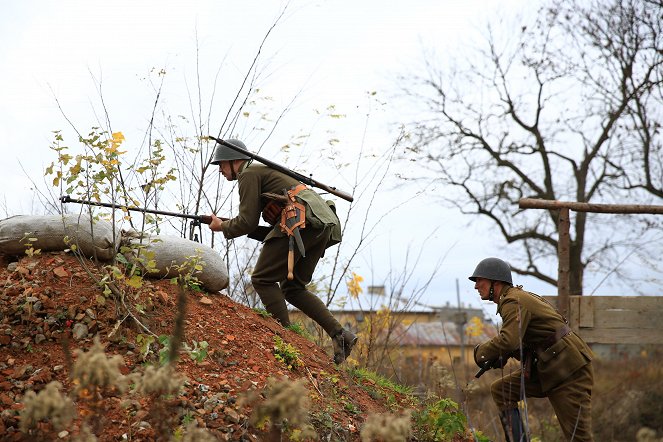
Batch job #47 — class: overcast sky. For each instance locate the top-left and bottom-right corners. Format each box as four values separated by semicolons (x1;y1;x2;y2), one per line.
5;0;632;313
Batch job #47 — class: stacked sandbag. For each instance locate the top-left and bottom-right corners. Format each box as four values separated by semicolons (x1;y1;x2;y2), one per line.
123;232;228;292
0;214;121;261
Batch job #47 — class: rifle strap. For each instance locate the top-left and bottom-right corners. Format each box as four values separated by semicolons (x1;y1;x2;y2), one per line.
279;184;307;236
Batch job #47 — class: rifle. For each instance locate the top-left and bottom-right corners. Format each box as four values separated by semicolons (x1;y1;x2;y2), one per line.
207;135;354;202
474;361;494;379
60;195;272;242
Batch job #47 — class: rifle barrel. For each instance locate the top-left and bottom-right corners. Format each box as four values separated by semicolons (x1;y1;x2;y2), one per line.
60;195;211;224
208;135;354;202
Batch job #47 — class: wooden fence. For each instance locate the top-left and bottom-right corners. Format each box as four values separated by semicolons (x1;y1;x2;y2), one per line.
546;296;663;346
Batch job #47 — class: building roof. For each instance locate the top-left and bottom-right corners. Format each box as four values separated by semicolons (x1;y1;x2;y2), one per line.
392;322;497;347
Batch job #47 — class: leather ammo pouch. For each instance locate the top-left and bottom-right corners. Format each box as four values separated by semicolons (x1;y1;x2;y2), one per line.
536;324;571;362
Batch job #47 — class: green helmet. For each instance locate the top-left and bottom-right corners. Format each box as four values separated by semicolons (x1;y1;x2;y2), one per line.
211;139;250;165
469;258;513;285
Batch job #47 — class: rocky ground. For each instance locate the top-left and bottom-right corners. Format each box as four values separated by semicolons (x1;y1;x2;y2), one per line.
0;253;420;441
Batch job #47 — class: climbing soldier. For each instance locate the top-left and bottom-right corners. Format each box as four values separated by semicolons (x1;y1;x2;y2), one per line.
469;258;593;442
209;140;357;364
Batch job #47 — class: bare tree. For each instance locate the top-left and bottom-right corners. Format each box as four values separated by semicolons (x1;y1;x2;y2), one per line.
401;0;663;294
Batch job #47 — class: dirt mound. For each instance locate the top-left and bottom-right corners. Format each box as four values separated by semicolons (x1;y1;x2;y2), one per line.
0;253;416;441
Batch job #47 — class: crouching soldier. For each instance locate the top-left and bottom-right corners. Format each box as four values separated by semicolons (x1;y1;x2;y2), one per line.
469;258;593;442
209;140;357;364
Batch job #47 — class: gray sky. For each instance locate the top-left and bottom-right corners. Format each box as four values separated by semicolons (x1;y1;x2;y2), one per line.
0;0;628;312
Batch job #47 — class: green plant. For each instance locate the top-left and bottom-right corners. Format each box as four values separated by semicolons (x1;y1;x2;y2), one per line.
415;399;467;441
286;322;315;341
253;307;272;318
19;233;41;257
136;333;154;361
274;336;302;370
184;341;209;364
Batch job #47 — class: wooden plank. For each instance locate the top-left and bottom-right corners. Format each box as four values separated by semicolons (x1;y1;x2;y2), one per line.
568;296;581;333
557;208;571;317
592;296;663;310
578;296;594;328
518;198;663;213
578;328;663;345
594;309;663;333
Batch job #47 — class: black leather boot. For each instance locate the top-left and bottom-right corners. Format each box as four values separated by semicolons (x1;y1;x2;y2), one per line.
500;408;527;442
332;329;358;364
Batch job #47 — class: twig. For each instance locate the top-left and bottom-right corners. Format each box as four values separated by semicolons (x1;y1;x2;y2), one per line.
304;367;325;398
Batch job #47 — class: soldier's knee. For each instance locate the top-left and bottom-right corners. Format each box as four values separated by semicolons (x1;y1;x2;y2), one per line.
490;379;504;402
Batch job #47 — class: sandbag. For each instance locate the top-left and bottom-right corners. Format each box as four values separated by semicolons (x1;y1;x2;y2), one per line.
124;234;229;292
0;214;121;261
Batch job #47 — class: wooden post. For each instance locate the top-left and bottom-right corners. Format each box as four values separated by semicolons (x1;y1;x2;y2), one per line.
557;207;571;317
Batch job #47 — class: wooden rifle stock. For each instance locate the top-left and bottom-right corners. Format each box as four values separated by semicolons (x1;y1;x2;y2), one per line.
207;135;354;202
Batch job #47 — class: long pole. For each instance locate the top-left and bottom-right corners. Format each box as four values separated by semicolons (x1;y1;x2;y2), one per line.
208;135;354;202
60;195;212;224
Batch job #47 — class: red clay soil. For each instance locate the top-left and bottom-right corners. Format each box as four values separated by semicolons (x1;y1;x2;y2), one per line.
0;253;416;441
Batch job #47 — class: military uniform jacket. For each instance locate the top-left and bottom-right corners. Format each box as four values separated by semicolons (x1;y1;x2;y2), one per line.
474;286;592;392
222;161;341;247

SHORT TASK: Recast the listing above as a Markdown table with the columns "Row" and "Line." Number each line, skip blank lines, and leave the pictures out.

RESPONSE:
| Row | Line |
|---|---|
| 1 | Batch job #47 — class: overcast sky. For each instance locate the top-left and bottom-right corners. Format each box as four values separated by semicolons (x1;y1;x2;y2), one per line. |
| 2 | 5;0;632;313 |
| 3 | Batch job #47 — class: stacked sandbag. For each instance locate the top-left and bottom-right corners. Format each box as four values separated by semicolons (x1;y1;x2;y2), one per line. |
| 4 | 123;232;228;292 |
| 5 | 0;214;121;261 |
| 6 | Batch job #47 — class: rifle strap. For each instance locate the top-left and bottom-right corners. Format each box as four values separated by semicolons (x1;y1;x2;y2), one per line. |
| 7 | 279;184;307;236 |
| 8 | Batch job #47 — class: rifle. For each instance locate the top-left and bottom-right corners. Format each box as four values separated by semicolons (x1;y1;x2;y2), one per line. |
| 9 | 207;135;354;202 |
| 10 | 474;361;494;379 |
| 11 | 60;195;272;242 |
| 12 | Batch job #47 — class: rifle barrel. For each instance locate the top-left and bottom-right corners. Format each box as four values separated by semicolons (x1;y1;x2;y2), one per line. |
| 13 | 60;195;211;224 |
| 14 | 208;135;354;202 |
| 15 | Batch job #47 — class: wooden fence. For each instance locate the top-left and bottom-right corners. Format each box as four values separated by semicolons (x1;y1;x2;y2), one per line. |
| 16 | 546;296;663;346 |
| 17 | Batch job #47 — class: building roof. For each instance locate the top-left and bottom-right corners. Format each box as four values separated by semicolons (x1;y1;x2;y2), one per line. |
| 18 | 392;322;497;347 |
| 19 | Batch job #47 — class: leather ammo pouch. For each instance locate the top-left and bottom-right corners. Format each box as four values separated by semicolons (x1;y1;x2;y2), one per line. |
| 20 | 536;324;571;362 |
| 21 | Batch job #47 — class: green helmet. For each instance locate the top-left and bottom-right corners. Format each box as four values separated by semicolons (x1;y1;x2;y2), one per line. |
| 22 | 211;139;250;165 |
| 23 | 469;258;513;285 |
| 24 | Batch job #47 — class: rocky ground. For each instance locate the top-left and bottom-right corners. Format each box as four values separated by semicolons (x1;y1;x2;y2), one per line. |
| 25 | 0;253;420;441 |
| 26 | Batch job #47 — class: climbing soldier. For each instance locate the top-left and bottom-right corners. Format each box as four values separated by semicolons (x1;y1;x2;y2), one per line. |
| 27 | 469;258;593;442 |
| 28 | 209;140;357;364 |
| 29 | Batch job #47 — class: bare tree. For each instance locate the top-left and bottom-right corners. Format each box as four values separated by semicolons (x1;y1;x2;y2), one per line. |
| 30 | 401;0;663;294 |
| 31 | Batch job #47 — class: dirt mound. For each instance locate the top-left and bottom-right corners. Format each box as four values separated by semicolons (x1;y1;x2;y2), one per line. |
| 32 | 0;253;416;441 |
| 33 | Batch job #47 — class: crouching soldier. For each instance locate the top-left and bottom-right corners. Format each box as four values separated by semicolons (x1;y1;x2;y2), one per line. |
| 34 | 469;258;593;442 |
| 35 | 209;140;357;364 |
| 36 | Batch job #47 — class: gray sky. For each instance locate the top-left and bottom-right corners. Format each box as four values separated by semicolons (x1;y1;x2;y2), one per line. |
| 37 | 0;0;628;312 |
| 38 | Batch job #47 — class: green plant. For each instance locate the top-left and bottom-right corners. Format each box as four values separated by semicolons (x1;y1;x2;y2), one per line. |
| 39 | 415;399;467;441 |
| 40 | 286;322;315;341 |
| 41 | 253;307;272;318 |
| 42 | 19;233;41;257 |
| 43 | 136;333;154;361 |
| 44 | 274;336;302;370 |
| 45 | 184;341;209;364 |
| 46 | Batch job #47 — class: wooden plank. For each instance locate the top-left and bottom-right corners. Format each box as four values separated by semicolons (x1;y1;x2;y2), one per line. |
| 47 | 568;296;581;333 |
| 48 | 557;208;571;317 |
| 49 | 592;296;663;310 |
| 50 | 578;296;594;328 |
| 51 | 518;198;663;213 |
| 52 | 578;328;663;345 |
| 53 | 594;309;663;333 |
| 54 | Batch job #47 — class: black leather boot. For each instance locate the top-left and bottom-right corners. Format each box as four values separated by semicolons (x1;y1;x2;y2), one per line. |
| 55 | 500;408;527;442 |
| 56 | 332;329;358;364 |
| 57 | Batch job #47 — class: twig. For each instance locate the top-left and bottom-right corners. Format each box as four values separated by semicolons (x1;y1;x2;y2), one per line. |
| 58 | 304;367;325;398 |
| 59 | Batch job #47 — class: soldier's knee. For each instance locate the top-left and bottom-right corners. Format each box as four values separated by semicolons (x1;y1;x2;y2), one per line. |
| 60 | 490;379;504;402 |
| 61 | Batch job #47 — class: sandbag. For each instance locate the top-left and bottom-right corners. Format each box as four values separated by semicolons (x1;y1;x2;y2), one per line. |
| 62 | 124;234;229;292 |
| 63 | 0;214;121;261 |
| 64 | Batch job #47 — class: wooden post. For each instance locate the top-left and bottom-right corners. Format each box as four values separated by semicolons (x1;y1;x2;y2), one per line. |
| 65 | 557;207;571;317 |
| 66 | Batch job #47 — class: wooden rifle stock. For each instance locate the top-left and bottom-right corners. Format each box as four values separated by semicolons (x1;y1;x2;y2), one per line. |
| 67 | 207;135;354;202 |
| 68 | Batch job #47 — class: long pole. For each instance locate the top-left and bottom-right corners. Format each box as four values separated by semicolons (x1;y1;x2;y2), one per line. |
| 69 | 208;135;354;202 |
| 70 | 60;195;212;224 |
| 71 | Batch job #47 — class: red clay soil. For each instance locate the top-left and bottom-right corners. Format each box as four values separated by semicolons (x1;y1;x2;y2), one per line. |
| 72 | 0;253;416;441 |
| 73 | Batch job #47 — class: military uniform jacket. For each instance locate the top-left and bottom-right corners. Format each box as four values separated by semicolons (x1;y1;x2;y2), one per line. |
| 74 | 474;286;592;392 |
| 75 | 222;161;341;247 |